▶ [Supplied text]
* BEGIN *
Like Gaul, query understanding is, as a whole, divided into three parts:

  • Holistic understanding of the query to ascertain its topic / category or establish the searcher’s high-level intent.
  • Reductionist understanding to segment the query into components and determine what those components mean.
  • Resolution to transform the results of holistic and reductionist understanding into the query that is executed against the search engine.

Let’s walk through this break-down, starting with Caesar’s “Gallia est omnis divisa in partes tres” as an example of a search query. We’ll assume that the search application provides access to a broad set of educational materials (textbooks, literature, etc).

Holistic Understanding

Holistic understanding is the first step in query understanding. The goal of holistic understanding is to broadly — but not deeply — classify the query.

Here are some typical classes of holistic query understanding:

  • Language identification. Our example query is in Latin (Classical Latin to be precise). For search applications that support multiple languages, language identification is a critical to enable further query processing.
  • Query categorization, which generally maps the query into a category taxonomy. Our example query could be mapped to History or History of the Roman Empire, depending on the granularity of the categorization.
  • Establishing the searcher’s high-level intent, which presumes a categorization of such intents. For example, if we know that searchers often look up quotations to find the original source, we might recognize the example query as an example of this intent. Other intents might include finding a biography of a person, a textbook about a subject, etc.

Implementing holistic query understanding requires building classifiers, either through rules (e.g., regular expressions) or by training a machine learned classification model. A machine learning approach is generally more accurate, flexible, and scalable.

To train a classifier, each holistic query understanding component (for language identification, query categorization, etc.) requires a collection of labeled training data that maps queries to their associated classes. The labels can come from explicit human judgements or from historical search behavior (e.g., mapping a query to a category based on clicks). Since search queries are strings — and often short string — it’s a good idea to use a character-level embedding like fastText to represent each query as a feature vector.

To summarize, holistic understanding looks at the query as a whole. It aims to be broad rather than deep, laying the foundation for later query processing.

Reductionist Understanding

The second step in query understanding is a reductionist understanding that breaks down the query into parts and tries to understand those parts.

Reductionist query understanding performs two related tasks: query segmentation and entity recognition. Query segmentation divides the search query into a sequence of semantic units, each of which consists of one or more tokens. Entity recognition classifies each segment into an entity type.

Our example query doesn’t yield an interesting segmentation, so let’s use this one instead (assuming the same search application): roman empire poetry.
* END *
▶ [Goal of the exercise] Reproduce the passage of the query understanding text that begins at the words "Let’s walk through" and stops after "further query processing.", swapping "Latin" for "Greek" everywhere it occurs. The data is not needed for any of this.

▶ [Given data]
* BEGIN *
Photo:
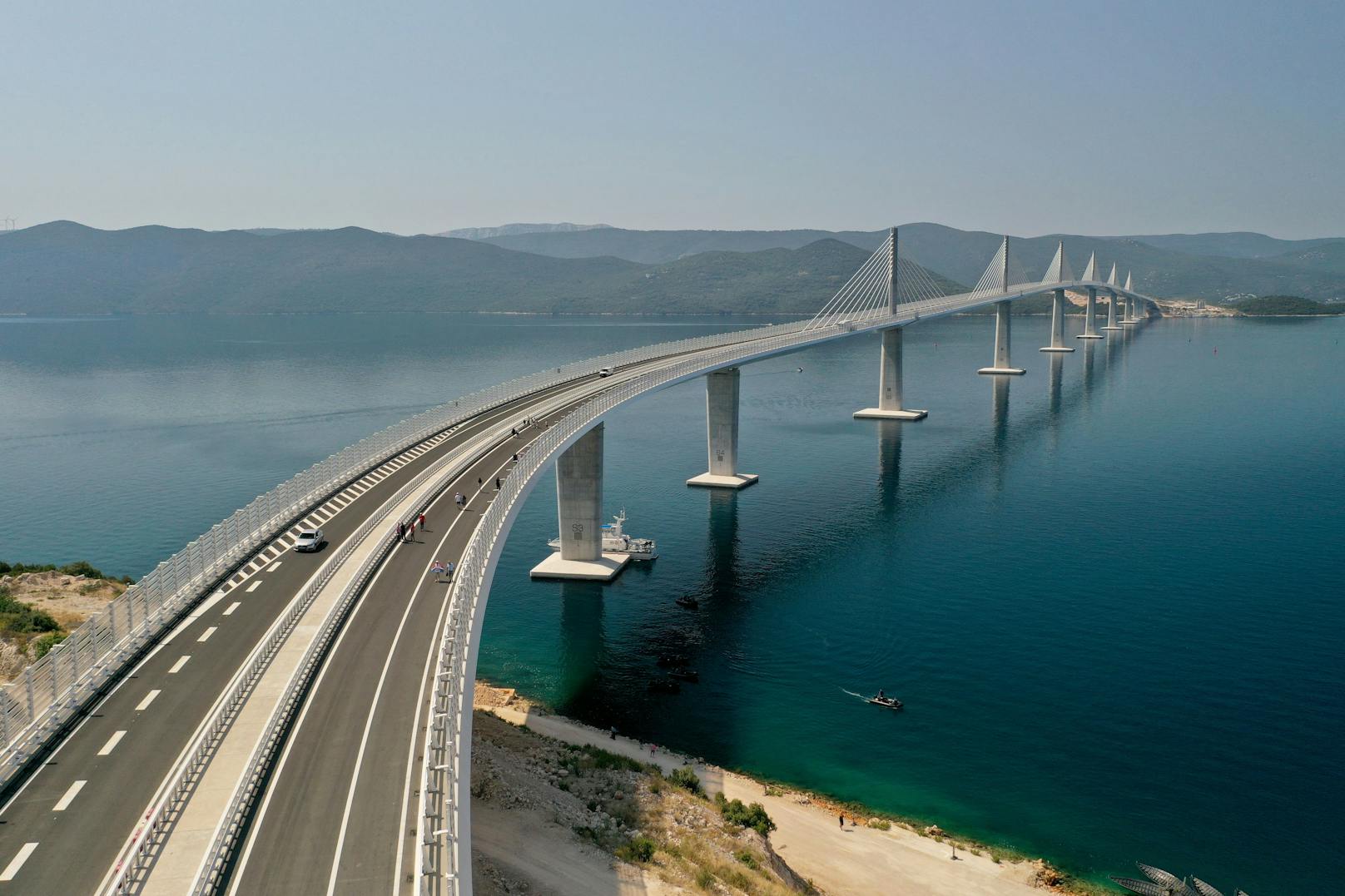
* END *
▶ [Completed exercise]
Let’s walk through this break-down, starting with Caesar’s “Gallia est omnis divisa in partes tres” as an example of a search query. We’ll assume that the search application provides access to a broad set of educational materials (textbooks, literature, etc).

Holistic Understanding

Holistic understanding is the first step in query understanding. The goal of holistic understanding is to broadly — but not deeply — classify the query.

Here are some typical classes of holistic query understanding:

  • Language identification. Our example query is in Greek (Classical Greek to be precise). For search applications that support multiple languages, language identification is a critical to enable further query processing.